TASK INPUTS:
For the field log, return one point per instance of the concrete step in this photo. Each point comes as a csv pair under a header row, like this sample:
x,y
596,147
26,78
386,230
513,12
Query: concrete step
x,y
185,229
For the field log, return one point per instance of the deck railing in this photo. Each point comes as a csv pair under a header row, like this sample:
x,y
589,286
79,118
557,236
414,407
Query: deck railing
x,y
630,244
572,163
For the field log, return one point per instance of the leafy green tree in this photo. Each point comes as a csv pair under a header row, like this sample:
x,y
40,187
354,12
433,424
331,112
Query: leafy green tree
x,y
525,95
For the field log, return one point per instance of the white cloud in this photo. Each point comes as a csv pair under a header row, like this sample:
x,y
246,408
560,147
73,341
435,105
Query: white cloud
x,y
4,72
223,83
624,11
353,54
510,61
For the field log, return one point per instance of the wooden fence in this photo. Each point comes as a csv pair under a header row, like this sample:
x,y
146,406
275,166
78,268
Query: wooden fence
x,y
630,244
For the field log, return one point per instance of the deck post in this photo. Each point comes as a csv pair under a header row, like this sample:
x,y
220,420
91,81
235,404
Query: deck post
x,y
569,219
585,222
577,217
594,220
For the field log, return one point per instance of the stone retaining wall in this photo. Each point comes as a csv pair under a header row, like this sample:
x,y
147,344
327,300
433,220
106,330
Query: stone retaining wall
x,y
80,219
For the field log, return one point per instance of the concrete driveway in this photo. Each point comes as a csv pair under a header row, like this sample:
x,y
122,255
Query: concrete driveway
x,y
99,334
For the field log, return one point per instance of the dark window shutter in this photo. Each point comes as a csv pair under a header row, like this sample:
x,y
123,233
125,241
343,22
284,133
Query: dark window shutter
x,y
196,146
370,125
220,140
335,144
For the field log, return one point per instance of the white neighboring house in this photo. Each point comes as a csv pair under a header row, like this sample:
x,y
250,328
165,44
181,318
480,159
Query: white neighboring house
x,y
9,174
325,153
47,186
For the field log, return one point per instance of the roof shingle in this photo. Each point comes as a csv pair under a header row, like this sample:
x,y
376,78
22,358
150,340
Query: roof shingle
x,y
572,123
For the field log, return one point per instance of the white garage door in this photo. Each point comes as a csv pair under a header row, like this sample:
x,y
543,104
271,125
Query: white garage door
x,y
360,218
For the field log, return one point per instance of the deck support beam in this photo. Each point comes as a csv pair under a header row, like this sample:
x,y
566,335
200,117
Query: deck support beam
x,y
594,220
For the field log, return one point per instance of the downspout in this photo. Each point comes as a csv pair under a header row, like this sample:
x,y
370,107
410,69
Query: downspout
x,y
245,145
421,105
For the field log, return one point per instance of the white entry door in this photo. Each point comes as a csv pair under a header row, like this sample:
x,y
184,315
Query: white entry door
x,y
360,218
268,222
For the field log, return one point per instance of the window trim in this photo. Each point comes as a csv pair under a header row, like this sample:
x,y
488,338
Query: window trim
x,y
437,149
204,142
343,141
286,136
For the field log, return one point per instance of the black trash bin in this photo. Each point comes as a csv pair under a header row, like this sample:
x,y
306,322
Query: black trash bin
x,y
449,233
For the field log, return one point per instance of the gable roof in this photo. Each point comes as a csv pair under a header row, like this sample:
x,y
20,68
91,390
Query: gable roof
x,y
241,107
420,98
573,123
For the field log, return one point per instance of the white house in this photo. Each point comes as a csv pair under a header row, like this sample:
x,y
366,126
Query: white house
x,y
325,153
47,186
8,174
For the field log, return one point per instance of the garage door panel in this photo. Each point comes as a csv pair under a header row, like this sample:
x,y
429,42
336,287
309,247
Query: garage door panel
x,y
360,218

--

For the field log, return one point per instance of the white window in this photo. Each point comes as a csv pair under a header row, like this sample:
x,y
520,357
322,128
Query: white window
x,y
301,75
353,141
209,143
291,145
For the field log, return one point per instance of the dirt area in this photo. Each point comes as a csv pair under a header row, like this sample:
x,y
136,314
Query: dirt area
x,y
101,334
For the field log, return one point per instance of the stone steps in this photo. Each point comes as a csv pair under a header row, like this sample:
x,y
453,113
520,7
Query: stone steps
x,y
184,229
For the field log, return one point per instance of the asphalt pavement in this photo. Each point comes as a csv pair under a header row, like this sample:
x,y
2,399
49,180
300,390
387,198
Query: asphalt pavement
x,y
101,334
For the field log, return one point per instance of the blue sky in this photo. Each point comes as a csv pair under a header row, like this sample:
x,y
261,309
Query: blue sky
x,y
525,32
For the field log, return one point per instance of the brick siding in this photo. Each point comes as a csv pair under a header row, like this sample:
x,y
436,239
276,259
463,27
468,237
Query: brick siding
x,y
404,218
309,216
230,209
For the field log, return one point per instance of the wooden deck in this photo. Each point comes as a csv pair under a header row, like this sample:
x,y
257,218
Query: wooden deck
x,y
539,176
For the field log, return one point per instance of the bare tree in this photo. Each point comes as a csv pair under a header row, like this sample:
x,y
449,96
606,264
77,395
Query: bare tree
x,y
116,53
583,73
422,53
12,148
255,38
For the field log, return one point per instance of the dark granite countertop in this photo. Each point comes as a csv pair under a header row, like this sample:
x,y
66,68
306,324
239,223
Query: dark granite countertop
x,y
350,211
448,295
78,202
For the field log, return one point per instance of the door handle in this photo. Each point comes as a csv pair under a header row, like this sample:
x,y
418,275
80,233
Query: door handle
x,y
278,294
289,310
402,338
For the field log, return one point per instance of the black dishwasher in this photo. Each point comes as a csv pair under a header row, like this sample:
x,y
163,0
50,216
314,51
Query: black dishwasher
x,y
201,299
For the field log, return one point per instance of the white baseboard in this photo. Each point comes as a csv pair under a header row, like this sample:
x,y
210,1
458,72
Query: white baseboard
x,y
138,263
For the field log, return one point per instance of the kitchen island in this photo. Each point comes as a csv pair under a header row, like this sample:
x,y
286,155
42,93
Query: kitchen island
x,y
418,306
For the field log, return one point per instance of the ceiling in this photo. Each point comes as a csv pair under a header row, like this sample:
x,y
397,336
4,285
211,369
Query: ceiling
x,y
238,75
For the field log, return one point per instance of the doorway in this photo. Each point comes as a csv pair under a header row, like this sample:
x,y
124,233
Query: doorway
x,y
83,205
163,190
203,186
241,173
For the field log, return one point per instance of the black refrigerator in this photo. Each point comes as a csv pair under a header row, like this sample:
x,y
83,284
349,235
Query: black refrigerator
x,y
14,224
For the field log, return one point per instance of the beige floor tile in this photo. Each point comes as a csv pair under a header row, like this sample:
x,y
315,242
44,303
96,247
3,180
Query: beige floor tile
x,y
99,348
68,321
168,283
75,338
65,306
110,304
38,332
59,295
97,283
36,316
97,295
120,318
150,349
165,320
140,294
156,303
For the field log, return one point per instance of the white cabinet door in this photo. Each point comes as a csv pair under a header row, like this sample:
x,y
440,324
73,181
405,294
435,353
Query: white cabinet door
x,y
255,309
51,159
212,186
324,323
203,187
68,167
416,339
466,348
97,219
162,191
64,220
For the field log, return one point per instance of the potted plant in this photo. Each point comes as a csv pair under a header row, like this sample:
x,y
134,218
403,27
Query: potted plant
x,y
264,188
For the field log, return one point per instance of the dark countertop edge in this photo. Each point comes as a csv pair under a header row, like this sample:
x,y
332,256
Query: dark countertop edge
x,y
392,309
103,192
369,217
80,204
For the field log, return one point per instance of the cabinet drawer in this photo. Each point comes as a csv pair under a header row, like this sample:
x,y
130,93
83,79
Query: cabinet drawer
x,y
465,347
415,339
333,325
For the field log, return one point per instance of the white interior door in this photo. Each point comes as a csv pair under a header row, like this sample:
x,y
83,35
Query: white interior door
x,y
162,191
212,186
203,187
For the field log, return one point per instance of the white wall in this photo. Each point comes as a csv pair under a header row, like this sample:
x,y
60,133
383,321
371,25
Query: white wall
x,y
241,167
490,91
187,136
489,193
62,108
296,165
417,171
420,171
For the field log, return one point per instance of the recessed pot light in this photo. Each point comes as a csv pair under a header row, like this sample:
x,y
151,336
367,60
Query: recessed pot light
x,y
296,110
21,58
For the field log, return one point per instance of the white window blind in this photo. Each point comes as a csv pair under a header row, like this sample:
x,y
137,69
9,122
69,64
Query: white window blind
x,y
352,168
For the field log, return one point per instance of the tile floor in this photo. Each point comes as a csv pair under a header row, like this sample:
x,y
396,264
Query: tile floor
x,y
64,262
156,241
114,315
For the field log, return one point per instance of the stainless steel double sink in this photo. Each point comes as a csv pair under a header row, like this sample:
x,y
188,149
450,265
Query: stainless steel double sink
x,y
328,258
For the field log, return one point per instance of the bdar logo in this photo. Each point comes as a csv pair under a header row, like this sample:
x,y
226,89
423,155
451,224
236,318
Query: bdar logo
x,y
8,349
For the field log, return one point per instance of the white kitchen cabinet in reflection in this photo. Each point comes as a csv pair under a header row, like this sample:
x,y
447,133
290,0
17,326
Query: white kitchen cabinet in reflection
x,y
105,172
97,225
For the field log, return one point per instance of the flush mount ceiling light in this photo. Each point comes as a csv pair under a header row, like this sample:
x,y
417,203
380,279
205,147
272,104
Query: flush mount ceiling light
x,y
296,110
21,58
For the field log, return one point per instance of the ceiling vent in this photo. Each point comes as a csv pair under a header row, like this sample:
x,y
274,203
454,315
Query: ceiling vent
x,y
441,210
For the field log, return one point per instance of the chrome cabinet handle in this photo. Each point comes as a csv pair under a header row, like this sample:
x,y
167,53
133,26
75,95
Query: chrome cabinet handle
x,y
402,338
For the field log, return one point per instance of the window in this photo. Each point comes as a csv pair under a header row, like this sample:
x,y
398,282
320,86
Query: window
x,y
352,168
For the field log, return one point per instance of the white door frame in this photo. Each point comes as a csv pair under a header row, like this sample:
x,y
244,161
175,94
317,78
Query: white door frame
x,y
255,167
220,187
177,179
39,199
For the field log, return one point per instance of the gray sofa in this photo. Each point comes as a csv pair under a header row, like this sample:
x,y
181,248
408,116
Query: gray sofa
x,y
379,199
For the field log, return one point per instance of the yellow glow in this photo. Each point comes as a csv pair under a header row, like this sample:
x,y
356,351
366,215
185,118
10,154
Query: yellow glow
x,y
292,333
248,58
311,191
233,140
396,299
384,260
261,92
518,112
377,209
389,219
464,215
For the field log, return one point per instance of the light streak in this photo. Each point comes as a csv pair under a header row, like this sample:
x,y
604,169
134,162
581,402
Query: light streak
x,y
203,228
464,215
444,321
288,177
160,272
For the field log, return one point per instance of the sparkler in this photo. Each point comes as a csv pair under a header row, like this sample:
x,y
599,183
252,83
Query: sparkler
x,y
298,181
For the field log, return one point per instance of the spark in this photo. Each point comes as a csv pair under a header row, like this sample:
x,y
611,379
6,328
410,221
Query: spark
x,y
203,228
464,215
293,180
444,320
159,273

THE PROBLEM: Identify every line in the two blocks above that contains the word "sink", and copy each such line in full. Case counts.

PROBLEM SOLUTION:
For the field log, return one point per instance of the stainless steel double sink in this photo. Each point comes as a csv pair under a header row, like this sample:
Query: stainless steel double sink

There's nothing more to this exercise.